■ **Referring expression grounding data**

=== Begin Enclosure ===

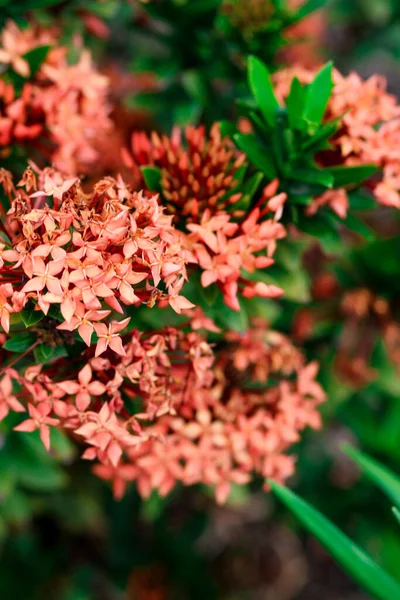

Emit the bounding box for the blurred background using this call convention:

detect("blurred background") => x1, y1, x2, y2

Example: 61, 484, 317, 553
2, 1, 400, 598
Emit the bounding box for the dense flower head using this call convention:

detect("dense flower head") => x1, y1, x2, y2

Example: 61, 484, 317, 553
103, 320, 325, 503
0, 20, 111, 175
124, 124, 286, 310
1, 326, 214, 466
273, 67, 400, 212
0, 166, 193, 346
0, 317, 325, 502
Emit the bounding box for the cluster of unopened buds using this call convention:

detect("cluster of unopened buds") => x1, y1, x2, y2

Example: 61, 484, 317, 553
124, 124, 286, 309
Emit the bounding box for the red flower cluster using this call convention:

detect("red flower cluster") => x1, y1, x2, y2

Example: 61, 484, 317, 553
273, 67, 400, 212
124, 125, 286, 310
0, 162, 325, 501
2, 327, 212, 461
0, 21, 111, 174
96, 322, 325, 503
0, 313, 324, 503
0, 166, 193, 345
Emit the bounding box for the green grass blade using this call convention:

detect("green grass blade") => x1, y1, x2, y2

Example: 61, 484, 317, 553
344, 445, 400, 509
270, 481, 400, 600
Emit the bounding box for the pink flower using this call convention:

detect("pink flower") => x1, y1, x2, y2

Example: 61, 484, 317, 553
94, 318, 131, 357
0, 373, 25, 421
14, 402, 59, 451
0, 283, 14, 332
57, 364, 106, 411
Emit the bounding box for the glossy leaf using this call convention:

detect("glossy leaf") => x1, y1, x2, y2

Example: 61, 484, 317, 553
33, 343, 67, 364
3, 332, 37, 353
20, 306, 43, 328
234, 133, 277, 179
286, 77, 306, 129
247, 55, 280, 127
289, 167, 334, 188
303, 62, 333, 125
324, 164, 377, 188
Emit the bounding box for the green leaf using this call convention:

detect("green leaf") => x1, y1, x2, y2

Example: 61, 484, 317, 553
324, 165, 377, 188
348, 190, 376, 210
270, 481, 400, 600
3, 332, 36, 353
292, 0, 329, 20
233, 171, 264, 212
20, 305, 43, 328
297, 213, 342, 254
344, 446, 400, 509
219, 120, 237, 138
33, 343, 67, 364
289, 167, 333, 188
286, 77, 306, 129
247, 55, 280, 128
303, 62, 333, 125
343, 213, 375, 240
234, 133, 277, 179
141, 166, 162, 193
24, 45, 51, 78
393, 508, 400, 526
301, 120, 339, 152
200, 284, 219, 306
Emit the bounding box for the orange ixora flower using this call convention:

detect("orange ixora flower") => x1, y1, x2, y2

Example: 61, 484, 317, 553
102, 321, 325, 503
3, 316, 324, 503
124, 124, 287, 310
0, 21, 111, 175
0, 166, 193, 350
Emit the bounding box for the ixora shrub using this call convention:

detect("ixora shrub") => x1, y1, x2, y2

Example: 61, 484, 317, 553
2, 7, 400, 597
0, 41, 399, 506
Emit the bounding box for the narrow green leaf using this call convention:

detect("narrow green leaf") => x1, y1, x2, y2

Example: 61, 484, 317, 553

=== End Enclosure ===

■ **What to work on**
Reproduce the entries above exactly, without images.

■ **Output of the exercise**
Emit the bounding box for the blurred background using this call convention:

detect("blurred background") => x1, y1, x2, y2

Example: 61, 484, 317, 553
2, 1, 400, 598
Emit the bounding box for the dense flower head using this call convention:

detect("dense flower head") => x1, y1, x2, y2

Example: 61, 484, 317, 553
103, 320, 325, 503
0, 20, 111, 175
124, 124, 286, 310
1, 326, 214, 466
273, 67, 400, 212
0, 166, 193, 346
0, 317, 325, 502
Emit the bounding box for the cluster of unopened buds using this call convention:

detect("cluster of unopened buds") => x1, y1, x2, y2

Example: 61, 484, 317, 553
124, 124, 286, 309
Emit the bounding box for the red flower cluster using this call convention:

detect("red flower cluster") => x1, y1, x2, y2

Example: 61, 484, 317, 553
273, 67, 400, 212
124, 125, 286, 310
0, 162, 325, 501
2, 327, 212, 461
0, 21, 111, 174
96, 322, 325, 503
0, 313, 324, 503
0, 166, 193, 345
Emit the bounding box for the green grass blade using this call convention:

detect("green grass blade") => x1, y1, x2, y2

Example: 61, 484, 317, 553
344, 445, 400, 509
270, 481, 400, 600
Emit the bounding box for the pink flower using this call convention:

detect("pink flower") => x1, y1, x2, y2

Example: 61, 484, 317, 553
94, 318, 131, 357
0, 373, 25, 421
14, 402, 59, 451
0, 283, 14, 332
57, 364, 106, 411
Emit the bounding box for the glossy leaf using this call convention:

detect("glossy leaf") => x1, y1, x2, y2

Example: 61, 484, 317, 553
33, 343, 67, 364
3, 332, 37, 353
20, 306, 43, 328
234, 133, 277, 179
286, 77, 306, 129
247, 55, 280, 127
289, 167, 334, 188
303, 62, 333, 125
324, 164, 377, 188
Emit the bounding box for the green leaf using this call convention:

detect("green leaf") => x1, y1, x2, y2

Example: 61, 484, 317, 553
324, 165, 377, 188
348, 190, 376, 210
270, 481, 400, 600
3, 332, 36, 353
292, 0, 329, 20
233, 171, 264, 212
20, 305, 43, 328
297, 213, 342, 254
344, 446, 400, 509
219, 120, 237, 138
33, 343, 67, 364
289, 167, 333, 188
286, 77, 306, 129
247, 55, 280, 128
303, 62, 333, 125
343, 213, 375, 240
234, 133, 277, 179
141, 166, 162, 193
24, 45, 51, 78
393, 508, 400, 526
301, 120, 339, 152
200, 284, 219, 306
Emit the bounding box for the orange ixora flower using this call convention:

detect("orange ixora flower") => x1, y1, x2, y2

Example: 61, 484, 317, 553
102, 321, 325, 503
3, 316, 324, 503
124, 124, 287, 310
0, 21, 111, 175
0, 166, 193, 350
Emit the bounding box for the ixora shrub using this call convention:

detect("ixora shrub") => x1, y1, x2, y2

Example: 61, 484, 317, 553
2, 7, 400, 597
0, 41, 399, 506
Emit the bounding box for the narrow green leaf using this call convention:

detect("narrow green leaf") => x1, y1, x2, y2

Example: 61, 484, 317, 553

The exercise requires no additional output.